_REQUIRED TASKS_
A: In the Def Leppard text, who did the band hire to play drums on the EP after Tony Kenning left?
B: Quote the Def Leppard text word for word, beginning at the words "English rock band" and stopping after "airplay in the UK.".
C: Write what comes next in the Def Leppard text, picking up after its last sentence.
Start ARTICLE
English rock band Def Leppard have recorded songs for eleven studio albums and one EP. After their formation in November 1977, Def Leppard began rehearsing and writing songs together. The band, which consisted of vocalist Joe Elliott, guitarists Steve Clark and Pete Willis, bassist Rick Savage, and drummer Tony Kenning had prepared 3 songs to be recorded on The Def Leppard E.P. in November 1978. Following the abrupt departure of Kenning, Def Leppard hired Frank Noon from The Next Band to step in on drum duties for the recording of the EP, which was released in January 1979. The EP spawned the single "Getcha Rocks Off" which began to receive airplay in the UK.
End ARTICLE
Start RAW DATA
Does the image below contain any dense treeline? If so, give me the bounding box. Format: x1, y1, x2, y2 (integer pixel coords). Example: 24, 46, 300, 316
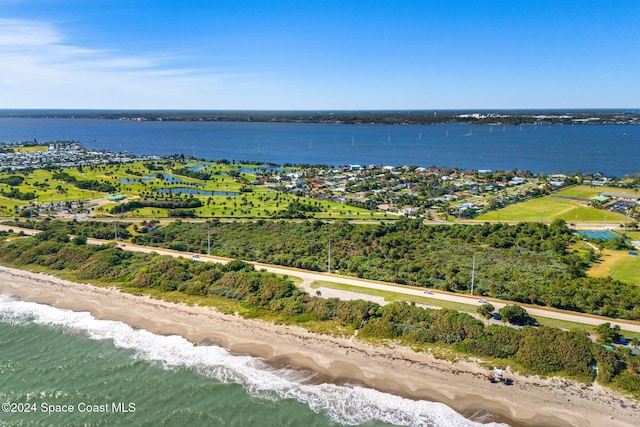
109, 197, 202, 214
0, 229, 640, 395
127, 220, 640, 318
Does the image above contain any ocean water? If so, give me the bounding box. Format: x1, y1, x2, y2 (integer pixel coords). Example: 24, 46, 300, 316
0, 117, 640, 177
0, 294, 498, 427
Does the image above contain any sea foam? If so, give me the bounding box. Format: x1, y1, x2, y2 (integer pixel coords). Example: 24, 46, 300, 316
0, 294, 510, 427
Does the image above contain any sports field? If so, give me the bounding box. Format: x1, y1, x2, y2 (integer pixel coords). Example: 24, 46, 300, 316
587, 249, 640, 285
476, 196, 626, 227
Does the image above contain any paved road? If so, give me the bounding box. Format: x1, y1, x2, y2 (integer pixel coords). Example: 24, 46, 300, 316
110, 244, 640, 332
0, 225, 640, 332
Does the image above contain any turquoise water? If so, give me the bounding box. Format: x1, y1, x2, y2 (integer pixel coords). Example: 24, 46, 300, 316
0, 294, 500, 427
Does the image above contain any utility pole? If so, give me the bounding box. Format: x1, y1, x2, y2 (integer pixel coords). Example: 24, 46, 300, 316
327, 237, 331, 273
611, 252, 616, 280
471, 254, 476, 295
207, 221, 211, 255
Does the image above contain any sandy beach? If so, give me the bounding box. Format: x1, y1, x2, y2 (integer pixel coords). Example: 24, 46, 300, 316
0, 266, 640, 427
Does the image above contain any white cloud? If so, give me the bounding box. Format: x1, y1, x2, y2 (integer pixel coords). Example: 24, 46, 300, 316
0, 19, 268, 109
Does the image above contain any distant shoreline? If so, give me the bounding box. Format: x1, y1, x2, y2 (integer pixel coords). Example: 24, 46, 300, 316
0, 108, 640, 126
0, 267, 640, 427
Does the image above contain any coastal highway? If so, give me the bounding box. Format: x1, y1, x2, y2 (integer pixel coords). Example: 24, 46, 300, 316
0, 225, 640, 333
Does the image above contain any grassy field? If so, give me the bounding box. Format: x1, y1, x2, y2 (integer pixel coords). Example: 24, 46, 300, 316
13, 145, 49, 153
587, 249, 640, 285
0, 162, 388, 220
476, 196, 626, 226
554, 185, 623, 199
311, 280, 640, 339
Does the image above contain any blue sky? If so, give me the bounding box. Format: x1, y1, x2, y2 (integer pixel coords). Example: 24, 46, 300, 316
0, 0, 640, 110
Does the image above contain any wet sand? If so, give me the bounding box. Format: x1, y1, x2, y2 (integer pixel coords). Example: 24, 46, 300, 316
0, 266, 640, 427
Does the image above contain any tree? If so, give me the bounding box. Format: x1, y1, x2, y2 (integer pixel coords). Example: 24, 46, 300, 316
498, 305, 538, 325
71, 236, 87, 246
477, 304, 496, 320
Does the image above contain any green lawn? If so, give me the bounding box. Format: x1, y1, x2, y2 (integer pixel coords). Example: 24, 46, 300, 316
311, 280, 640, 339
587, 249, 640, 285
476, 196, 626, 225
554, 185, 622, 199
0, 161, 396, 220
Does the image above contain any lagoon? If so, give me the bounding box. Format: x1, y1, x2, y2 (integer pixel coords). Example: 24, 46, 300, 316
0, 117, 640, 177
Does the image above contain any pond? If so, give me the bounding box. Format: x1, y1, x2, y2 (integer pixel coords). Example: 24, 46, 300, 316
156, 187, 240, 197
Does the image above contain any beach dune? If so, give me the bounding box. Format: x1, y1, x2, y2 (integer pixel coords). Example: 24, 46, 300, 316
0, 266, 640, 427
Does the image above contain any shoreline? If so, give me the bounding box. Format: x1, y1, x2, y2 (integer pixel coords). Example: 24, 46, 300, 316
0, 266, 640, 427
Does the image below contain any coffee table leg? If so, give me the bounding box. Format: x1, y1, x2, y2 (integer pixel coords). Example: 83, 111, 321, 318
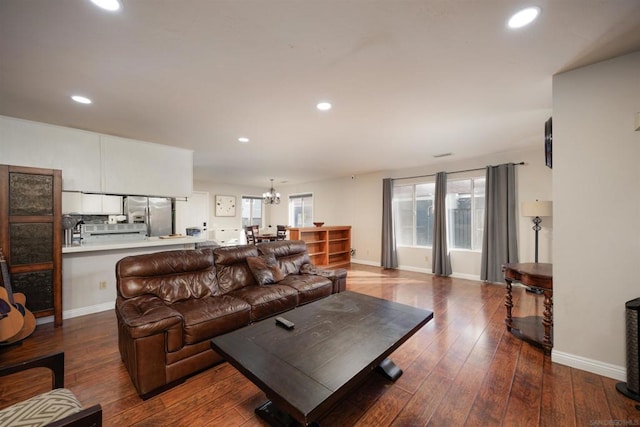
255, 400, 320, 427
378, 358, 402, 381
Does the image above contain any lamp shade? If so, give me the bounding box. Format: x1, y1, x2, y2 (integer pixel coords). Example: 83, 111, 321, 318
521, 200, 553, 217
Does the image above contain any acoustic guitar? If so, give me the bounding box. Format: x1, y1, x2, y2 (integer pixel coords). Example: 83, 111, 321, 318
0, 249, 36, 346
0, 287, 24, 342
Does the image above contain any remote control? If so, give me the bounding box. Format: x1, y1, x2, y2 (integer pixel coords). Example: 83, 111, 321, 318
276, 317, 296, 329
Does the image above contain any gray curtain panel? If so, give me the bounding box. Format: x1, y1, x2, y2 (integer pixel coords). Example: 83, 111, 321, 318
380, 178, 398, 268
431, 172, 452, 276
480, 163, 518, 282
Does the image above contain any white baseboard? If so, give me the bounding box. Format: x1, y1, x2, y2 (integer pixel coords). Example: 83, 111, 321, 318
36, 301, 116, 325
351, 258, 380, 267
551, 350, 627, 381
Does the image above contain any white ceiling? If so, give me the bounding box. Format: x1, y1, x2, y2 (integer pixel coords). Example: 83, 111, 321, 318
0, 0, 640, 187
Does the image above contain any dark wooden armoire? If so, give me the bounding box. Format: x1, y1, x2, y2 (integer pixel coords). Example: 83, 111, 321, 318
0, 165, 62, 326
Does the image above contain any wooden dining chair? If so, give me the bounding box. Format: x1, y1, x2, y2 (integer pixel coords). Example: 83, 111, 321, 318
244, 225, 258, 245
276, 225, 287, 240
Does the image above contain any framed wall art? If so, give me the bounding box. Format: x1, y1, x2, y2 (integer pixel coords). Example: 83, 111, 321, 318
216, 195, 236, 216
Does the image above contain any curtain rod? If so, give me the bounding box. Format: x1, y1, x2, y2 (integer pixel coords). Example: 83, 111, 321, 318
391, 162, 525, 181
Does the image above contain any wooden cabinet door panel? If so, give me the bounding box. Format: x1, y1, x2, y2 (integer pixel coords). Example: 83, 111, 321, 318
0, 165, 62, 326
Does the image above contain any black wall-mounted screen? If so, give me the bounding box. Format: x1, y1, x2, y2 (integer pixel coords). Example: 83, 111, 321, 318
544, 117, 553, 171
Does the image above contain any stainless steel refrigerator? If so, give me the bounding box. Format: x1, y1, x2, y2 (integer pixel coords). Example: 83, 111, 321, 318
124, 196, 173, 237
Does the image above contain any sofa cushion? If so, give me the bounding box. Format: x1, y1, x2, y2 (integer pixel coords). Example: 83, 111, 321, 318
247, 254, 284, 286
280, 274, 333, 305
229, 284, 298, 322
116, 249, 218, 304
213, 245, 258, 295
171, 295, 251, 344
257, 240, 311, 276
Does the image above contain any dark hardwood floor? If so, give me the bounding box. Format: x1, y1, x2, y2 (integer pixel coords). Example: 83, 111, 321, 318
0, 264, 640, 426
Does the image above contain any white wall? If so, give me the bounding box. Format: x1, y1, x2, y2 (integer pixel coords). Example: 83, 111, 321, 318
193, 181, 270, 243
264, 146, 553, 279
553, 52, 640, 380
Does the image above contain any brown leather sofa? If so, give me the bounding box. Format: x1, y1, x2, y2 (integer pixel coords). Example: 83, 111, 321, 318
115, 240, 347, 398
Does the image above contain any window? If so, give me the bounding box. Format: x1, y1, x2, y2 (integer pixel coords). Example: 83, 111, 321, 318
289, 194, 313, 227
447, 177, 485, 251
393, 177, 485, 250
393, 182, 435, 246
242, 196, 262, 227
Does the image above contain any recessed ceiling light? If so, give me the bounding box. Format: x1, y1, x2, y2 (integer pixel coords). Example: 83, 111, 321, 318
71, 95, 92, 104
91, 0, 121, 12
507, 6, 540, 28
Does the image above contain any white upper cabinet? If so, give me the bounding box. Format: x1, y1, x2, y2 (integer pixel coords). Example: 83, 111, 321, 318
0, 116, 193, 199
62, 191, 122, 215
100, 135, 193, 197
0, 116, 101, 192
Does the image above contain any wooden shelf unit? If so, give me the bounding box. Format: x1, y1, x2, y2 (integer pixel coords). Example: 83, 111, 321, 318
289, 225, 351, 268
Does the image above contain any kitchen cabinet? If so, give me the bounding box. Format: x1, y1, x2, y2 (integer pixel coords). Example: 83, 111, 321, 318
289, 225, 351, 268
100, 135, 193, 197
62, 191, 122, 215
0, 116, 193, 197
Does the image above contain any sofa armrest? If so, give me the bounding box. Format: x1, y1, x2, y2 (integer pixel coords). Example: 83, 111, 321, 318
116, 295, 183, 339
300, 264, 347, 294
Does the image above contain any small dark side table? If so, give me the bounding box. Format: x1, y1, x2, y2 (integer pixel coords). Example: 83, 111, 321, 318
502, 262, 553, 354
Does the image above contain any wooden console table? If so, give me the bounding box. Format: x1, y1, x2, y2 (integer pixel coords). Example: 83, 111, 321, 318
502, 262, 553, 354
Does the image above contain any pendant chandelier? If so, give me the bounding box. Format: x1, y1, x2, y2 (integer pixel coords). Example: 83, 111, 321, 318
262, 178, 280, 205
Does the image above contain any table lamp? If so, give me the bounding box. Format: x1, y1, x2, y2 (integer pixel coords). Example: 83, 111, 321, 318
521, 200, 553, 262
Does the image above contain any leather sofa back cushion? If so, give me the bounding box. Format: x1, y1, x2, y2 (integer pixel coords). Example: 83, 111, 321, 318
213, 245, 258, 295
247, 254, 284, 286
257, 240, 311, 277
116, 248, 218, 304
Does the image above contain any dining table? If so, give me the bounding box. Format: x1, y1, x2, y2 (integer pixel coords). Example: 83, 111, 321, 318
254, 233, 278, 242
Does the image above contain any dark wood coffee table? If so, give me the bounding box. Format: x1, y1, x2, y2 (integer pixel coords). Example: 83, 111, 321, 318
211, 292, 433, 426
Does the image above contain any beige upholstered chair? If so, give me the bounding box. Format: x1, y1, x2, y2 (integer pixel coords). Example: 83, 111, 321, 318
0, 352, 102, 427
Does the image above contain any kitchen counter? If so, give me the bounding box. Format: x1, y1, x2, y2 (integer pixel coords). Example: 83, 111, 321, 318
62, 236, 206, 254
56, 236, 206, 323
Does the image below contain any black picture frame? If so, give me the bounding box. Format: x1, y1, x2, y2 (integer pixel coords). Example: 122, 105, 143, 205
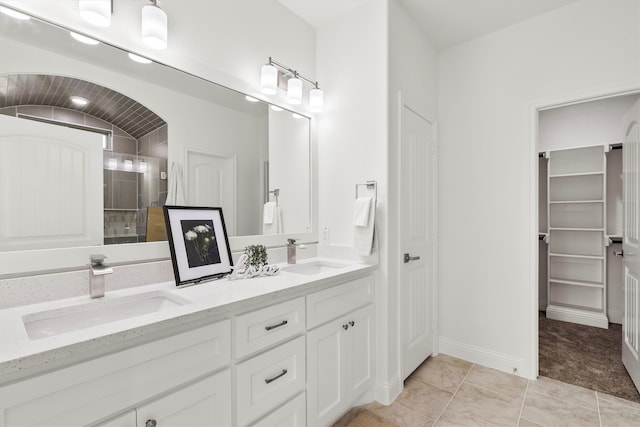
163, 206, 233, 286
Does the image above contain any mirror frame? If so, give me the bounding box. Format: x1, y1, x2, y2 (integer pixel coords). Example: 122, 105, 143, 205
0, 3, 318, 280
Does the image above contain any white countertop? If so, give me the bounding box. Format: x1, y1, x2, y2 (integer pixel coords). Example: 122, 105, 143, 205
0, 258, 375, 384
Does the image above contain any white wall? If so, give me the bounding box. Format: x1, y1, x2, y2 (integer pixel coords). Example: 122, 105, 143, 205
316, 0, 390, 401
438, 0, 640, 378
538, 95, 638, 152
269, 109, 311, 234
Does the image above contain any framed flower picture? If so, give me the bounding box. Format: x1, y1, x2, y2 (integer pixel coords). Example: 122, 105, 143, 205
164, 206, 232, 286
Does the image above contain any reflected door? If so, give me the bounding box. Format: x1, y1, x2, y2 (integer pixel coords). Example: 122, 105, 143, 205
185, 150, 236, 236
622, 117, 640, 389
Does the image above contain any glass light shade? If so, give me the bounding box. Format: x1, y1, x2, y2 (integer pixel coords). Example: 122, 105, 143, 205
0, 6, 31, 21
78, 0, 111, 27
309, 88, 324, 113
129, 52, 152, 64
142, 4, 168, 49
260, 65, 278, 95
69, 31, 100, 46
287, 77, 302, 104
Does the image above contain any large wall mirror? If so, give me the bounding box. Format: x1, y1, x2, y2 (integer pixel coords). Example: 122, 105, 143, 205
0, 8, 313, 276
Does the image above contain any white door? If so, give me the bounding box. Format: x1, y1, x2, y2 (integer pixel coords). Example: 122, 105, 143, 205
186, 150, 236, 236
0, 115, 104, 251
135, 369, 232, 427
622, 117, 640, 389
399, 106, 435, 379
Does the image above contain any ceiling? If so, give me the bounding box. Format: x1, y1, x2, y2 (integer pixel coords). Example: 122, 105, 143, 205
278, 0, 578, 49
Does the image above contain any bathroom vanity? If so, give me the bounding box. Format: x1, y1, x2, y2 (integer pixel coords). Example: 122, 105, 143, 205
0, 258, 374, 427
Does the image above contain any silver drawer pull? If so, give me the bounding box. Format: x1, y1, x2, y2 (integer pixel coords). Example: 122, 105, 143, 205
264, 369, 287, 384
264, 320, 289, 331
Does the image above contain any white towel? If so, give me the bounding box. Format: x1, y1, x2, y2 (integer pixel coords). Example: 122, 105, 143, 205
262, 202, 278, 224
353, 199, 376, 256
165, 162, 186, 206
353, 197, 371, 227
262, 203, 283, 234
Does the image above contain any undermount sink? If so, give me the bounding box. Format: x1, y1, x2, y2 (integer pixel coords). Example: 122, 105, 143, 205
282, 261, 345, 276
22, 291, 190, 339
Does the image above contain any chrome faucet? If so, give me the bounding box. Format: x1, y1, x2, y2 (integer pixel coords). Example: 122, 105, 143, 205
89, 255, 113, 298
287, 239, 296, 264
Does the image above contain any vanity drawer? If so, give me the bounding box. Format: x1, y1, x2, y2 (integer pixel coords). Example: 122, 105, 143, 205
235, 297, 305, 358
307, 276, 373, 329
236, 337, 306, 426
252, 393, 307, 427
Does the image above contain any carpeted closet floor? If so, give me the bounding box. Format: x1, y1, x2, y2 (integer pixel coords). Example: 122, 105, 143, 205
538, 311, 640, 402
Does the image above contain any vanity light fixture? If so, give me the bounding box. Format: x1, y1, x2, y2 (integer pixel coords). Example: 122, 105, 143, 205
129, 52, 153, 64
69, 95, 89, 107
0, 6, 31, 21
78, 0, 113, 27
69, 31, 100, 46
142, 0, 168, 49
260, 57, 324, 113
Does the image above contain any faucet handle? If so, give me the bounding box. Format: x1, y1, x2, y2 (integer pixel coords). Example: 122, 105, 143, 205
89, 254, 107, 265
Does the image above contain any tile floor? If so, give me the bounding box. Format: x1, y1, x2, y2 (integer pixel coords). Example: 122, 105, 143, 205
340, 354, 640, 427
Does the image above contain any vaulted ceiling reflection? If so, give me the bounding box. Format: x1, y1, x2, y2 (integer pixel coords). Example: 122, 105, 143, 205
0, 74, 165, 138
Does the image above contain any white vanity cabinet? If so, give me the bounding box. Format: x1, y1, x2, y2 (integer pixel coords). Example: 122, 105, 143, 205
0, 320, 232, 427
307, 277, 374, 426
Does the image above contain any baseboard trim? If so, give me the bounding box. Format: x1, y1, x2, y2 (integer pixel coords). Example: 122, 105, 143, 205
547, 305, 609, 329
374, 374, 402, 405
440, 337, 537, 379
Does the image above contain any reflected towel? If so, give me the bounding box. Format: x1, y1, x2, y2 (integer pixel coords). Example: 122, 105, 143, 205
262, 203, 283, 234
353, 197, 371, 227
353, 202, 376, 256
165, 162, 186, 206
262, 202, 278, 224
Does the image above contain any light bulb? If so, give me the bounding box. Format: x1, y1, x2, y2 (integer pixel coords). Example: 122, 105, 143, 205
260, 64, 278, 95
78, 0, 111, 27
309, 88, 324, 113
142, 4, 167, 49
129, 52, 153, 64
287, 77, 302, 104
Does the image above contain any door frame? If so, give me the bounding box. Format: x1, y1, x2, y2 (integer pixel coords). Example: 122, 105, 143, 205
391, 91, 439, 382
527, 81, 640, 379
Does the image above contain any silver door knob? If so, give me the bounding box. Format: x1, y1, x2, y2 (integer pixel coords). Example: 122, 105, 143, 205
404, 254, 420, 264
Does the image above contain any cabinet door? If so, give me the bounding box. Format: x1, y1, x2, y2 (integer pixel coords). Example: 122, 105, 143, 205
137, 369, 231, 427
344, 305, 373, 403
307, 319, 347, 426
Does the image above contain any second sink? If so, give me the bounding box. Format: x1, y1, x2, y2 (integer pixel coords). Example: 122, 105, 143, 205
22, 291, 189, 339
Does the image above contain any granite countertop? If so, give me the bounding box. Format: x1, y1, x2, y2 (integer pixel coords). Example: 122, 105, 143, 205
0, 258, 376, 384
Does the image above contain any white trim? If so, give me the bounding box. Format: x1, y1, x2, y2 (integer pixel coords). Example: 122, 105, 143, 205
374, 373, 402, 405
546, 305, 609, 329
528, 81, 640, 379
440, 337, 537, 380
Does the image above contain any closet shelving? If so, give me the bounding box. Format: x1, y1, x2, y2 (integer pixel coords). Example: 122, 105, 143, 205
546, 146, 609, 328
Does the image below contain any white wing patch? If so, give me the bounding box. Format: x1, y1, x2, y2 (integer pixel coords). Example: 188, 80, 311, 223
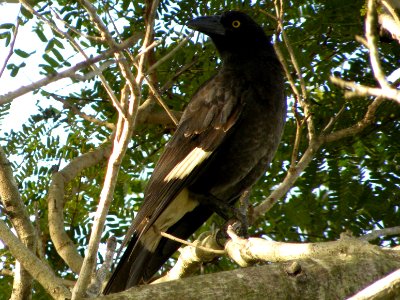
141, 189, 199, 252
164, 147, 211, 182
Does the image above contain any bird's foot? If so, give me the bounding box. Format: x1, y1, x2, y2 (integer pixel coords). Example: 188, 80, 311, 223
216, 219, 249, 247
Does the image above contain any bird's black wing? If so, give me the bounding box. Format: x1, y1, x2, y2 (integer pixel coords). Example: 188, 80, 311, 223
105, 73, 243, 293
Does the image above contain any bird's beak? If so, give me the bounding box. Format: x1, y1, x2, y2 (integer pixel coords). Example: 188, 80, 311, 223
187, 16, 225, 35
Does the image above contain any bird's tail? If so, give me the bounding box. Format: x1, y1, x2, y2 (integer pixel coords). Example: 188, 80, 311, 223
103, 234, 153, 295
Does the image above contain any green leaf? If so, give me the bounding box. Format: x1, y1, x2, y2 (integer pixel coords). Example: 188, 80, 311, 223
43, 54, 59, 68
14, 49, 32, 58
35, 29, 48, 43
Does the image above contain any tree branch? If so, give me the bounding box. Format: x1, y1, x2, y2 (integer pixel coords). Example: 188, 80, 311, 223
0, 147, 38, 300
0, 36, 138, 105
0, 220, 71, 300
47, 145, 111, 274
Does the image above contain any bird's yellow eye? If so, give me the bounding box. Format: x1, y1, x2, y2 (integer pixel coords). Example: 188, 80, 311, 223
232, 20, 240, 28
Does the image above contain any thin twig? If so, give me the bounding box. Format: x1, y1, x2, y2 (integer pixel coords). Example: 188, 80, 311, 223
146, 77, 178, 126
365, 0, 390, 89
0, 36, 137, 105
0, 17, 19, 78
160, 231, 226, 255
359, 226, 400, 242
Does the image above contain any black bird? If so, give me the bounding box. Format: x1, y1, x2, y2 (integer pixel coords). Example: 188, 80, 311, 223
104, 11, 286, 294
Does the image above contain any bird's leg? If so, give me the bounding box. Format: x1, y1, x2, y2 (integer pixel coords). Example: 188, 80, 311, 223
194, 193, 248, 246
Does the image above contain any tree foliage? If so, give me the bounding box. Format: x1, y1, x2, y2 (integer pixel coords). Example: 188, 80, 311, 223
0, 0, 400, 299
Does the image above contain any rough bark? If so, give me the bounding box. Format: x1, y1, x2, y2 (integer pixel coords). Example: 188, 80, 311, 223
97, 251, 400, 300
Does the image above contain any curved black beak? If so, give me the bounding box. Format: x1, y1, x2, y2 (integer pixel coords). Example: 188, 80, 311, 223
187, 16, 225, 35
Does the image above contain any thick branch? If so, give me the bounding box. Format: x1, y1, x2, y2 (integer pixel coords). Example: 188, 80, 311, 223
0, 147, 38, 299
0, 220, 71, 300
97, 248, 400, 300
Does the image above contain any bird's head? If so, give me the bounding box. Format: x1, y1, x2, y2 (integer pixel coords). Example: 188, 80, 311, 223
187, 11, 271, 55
End RAW DATA
_EXPECTED OUTPUTS_
A: Frank Noon from The Next Band.

B:
English rock band Def Leppard have recorded songs for eleven studio albums and one EP. After their formation in November 1977, Def Leppard began rehearsing and writing songs together. The band, which consisted of vocalist Joe Elliott, guitarists Steve Clark and Pete Willis, bassist Rick Savage, and drummer Tony Kenning had prepared 3 songs to be recorded on The Def Leppard E.P. in November 1978. Following the abrupt departure of Kenning, Def Leppard hired Frank Noon from The Next Band to step in on drum duties for the recording of the EP, which was released in January 1979. The EP spawned the single "Getcha Rocks Off" which began to receive airplay in the UK.

C:
The band was soon signed to a record deal with Phonogram/Vertigo (Mercury Records in the US) and began recorded a new single "Wasted" in September 1979 with new full-time drummer Rick Allen. The single was released in November with "Hello America" as a b-side, charting at no. 61 in the UK. In December, Def Leppard recorded their first full-length studio album On Through the Night which would be released on 14 March 1980. The album, which included re-recorded versions of "Wasted", "Hello America", as well as two tracks from the EP charted at no. 15 in the UK and spawned the release of "Hello America" as a single in addition to "Rock Brigade". The band soon caught the attention of renowned producer Robert John "Mutt" Lange who agreed to produce their sophomore effort. Recorded in early 1981, Def Leppard released High 'n' Dry in July, with two singles "Let it Go" and "Bringin' On the Heartbreak".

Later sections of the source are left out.